» **Direction**
Reproduce the data below verbatim, leaving out the pictures.
########
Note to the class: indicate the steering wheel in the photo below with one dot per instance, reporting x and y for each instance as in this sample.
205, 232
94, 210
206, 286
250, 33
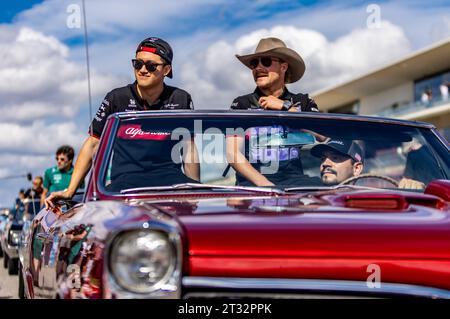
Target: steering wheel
########
» **Solved problem**
Note to the class: indicate the steering wheel in the photo below with one dot per instance, reporting x and y for each instance as in this sample.
205, 232
94, 210
206, 286
250, 33
Target: steering wheel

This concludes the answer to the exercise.